Recorded data:
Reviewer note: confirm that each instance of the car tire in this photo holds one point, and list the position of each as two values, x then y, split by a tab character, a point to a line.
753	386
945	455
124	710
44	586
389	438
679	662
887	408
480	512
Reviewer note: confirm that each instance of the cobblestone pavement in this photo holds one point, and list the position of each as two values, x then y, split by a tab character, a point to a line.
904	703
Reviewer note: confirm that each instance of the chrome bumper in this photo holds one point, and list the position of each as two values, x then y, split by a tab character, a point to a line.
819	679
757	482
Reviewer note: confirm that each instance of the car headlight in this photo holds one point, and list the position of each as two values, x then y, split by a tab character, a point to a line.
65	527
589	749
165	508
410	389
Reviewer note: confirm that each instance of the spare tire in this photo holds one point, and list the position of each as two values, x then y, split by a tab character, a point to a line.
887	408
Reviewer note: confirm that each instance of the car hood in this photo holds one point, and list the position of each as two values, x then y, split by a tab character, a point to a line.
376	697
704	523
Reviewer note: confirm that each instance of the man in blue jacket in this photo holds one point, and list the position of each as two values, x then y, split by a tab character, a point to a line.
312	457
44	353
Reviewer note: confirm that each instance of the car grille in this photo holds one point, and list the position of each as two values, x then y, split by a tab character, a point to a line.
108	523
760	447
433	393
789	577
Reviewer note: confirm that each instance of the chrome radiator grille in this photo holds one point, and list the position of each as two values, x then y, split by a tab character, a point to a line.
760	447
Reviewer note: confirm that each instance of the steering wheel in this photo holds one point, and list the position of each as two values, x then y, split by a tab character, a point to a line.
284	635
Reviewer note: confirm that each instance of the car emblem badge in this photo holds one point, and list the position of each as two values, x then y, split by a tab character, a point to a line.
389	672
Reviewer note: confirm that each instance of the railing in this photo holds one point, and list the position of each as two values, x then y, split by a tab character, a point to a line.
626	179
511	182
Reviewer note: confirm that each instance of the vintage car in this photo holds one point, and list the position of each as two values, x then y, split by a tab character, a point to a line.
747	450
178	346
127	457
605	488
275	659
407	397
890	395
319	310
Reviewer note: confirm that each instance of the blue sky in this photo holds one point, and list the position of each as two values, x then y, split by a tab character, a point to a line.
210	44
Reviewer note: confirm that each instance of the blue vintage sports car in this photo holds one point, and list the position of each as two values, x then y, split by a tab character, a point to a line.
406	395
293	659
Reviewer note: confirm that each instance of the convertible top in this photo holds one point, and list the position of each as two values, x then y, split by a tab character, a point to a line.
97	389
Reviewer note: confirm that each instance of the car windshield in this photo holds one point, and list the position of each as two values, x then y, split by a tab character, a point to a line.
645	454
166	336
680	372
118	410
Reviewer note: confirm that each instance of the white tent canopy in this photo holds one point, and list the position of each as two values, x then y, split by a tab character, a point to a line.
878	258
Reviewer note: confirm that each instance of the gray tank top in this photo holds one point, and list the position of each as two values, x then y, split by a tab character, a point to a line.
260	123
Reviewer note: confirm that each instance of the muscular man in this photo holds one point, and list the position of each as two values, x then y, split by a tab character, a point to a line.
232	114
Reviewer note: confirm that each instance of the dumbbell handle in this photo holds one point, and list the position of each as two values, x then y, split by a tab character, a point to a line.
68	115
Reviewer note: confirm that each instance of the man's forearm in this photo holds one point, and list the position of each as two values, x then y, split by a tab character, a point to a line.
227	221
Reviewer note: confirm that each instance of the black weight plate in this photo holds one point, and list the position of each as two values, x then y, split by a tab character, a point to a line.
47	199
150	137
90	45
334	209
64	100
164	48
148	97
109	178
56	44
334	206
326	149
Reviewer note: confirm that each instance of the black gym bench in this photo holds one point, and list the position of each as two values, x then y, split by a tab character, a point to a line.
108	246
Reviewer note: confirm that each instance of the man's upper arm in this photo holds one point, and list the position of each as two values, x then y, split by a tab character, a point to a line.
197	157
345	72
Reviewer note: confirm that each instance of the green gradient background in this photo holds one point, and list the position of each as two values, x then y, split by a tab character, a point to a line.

- Exercise directions -
Restate every line of the data above exactly as it was written.

- Solution below -
Reviewer note: confirm that each instance of the car tire in this photo holds one point, and list the position of each as two values, x then y, split by a tab character, a point to a line.
753	386
945	455
124	710
44	586
389	438
679	662
887	408
480	512
Reviewer note: confirm that each instance of the cobblestone pavement in this photo holds one point, and list the position of each as two values, x then y, split by a tab character, a point to a line.
904	703
Reviewer note: confirm that each instance of the chrome bumper in this photo holds one point, and list the position of each as two values, x then y, split by a tab character, a point to a line.
819	679
757	482
Reviewer note: confirm that each instance of the car headlight in this photo holds one point, and list the position of each as two values, x then y, split by a tab character, a point to a line.
65	527
589	749
165	508
410	389
Reviewer note: confirm that each instance of the spare tire in this photo holds one point, and list the position of each as two values, x then y, split by a tab character, a point to a line.
887	408
Reviewer note: confirm that each instance of the car hood in this photo holds one point, and list the position of each as two values, x then y, split by a tab character, a point to a line.
376	697
704	523
Reviewer note: confirm that each instance of the man in blue jacket in this photo holds one point, and list the position of each as two values, x then y, split by a tab character, a point to a line.
312	457
44	353
Reviewer note: confirm that each instance of the car grille in this photo holds one point, and list the position of each as two values, x then y, split by a tab character, a point to a line.
108	523
760	447
433	393
789	577
Reviewer note: confirm that each instance of the chrome radiator grille in this photo holds one point, and list the position of each as two values, x then y, split by a tab character, a point to a line.
760	447
Reviewer note: confirm that each instance of the steering wheel in this photo holds one point, and list the position of each as two values, x then y, split by a tab character, a point to a line.
284	635
Reviewer note: confirm that each instance of the car emblem badge in this photo holds one point, and list the position of each as two values, x then y, split by a tab character, a point to a line.
389	672
Reviewer note: confirm that each instance of the railing in this photo holds one point, and list the position of each as two values, x then y, split by a tab character, a point to a line.
626	179
511	182
Reviewer note: confirm that each instance of the vintage car in this photo holds one point, and list the position of each as two values, x then y, split by a tab character, a point to a line.
747	450
178	346
127	457
605	488
275	659
407	397
890	395
319	310
Reviewer note: confirm that each instance of the blue sky in this photo holds one point, and list the position of each as two values, x then y, split by a tab character, a point to a line.
210	44
Reviewer note: confirm that each instance of the blue vintage sports car in this photo holds one point, and list the position of each as two values, x then y, split by a tab character, a point to a line.
406	395
293	659
Reviewer note: confirm that each instance of the convertible top in this photo holds one point, and list the position of each as two values, x then y, split by a tab character, a point to a line.
97	389
Reviewer note: confirm that each instance of the car windshield in this photo holds one point, and list the position of each as two values, x then y, split by a tab character, a point to a line.
645	454
166	336
680	372
118	410
Reviewer note: confirm that each instance of the white tent canopy in this photo holds one point, and list the position of each as two values, x then y, split by a tab character, a point to a line.
878	258
Reviewer note: confirm that each instance of the gray tank top in this photo holds one point, and list the position of each as two values, x then y, split by a tab character, a point to a line.
260	123
Reviewer note: confirm that each instance of the muscular man in this photo holds one point, and list the position of each as two values, x then y, split by a tab character, a point to a line.
232	114
Reviewer note: confirm that each instance of the dumbbell handle in this photo holds one point, and list the position of each as two values, x then y, split by a tab character, a point to a line.
68	115
Reviewer note: confirm that each instance of the man's forearm in this photo holds one point, and list the position of each as two values, x then y, split by a tab character, a point to a line.
227	221
Reviewer note: confirm that each instance of the black weight plate in this photo holds one point, and list the position of each as two values, x then y, split by a tab character, a point to a line.
47	199
150	137
90	45
334	209
64	100
164	48
148	97
109	178
56	44
334	206
326	149
Reviewer note: confirm that each instance of the black gym bench in this photo holds one point, and list the position of each as two values, x then y, split by a tab character, a point to a line.
108	246
Reviewer note: confirm that each instance of the man's upper arm in this photo holds one point, and list the position of each as two values, x then y, split by a tab character, a point to a line.
197	157
345	72
Reviewer note: confirm that each instance of the green gradient background in this photo holds one point, and list the position of each as two values, x then y, split by a tab character, a point to a line.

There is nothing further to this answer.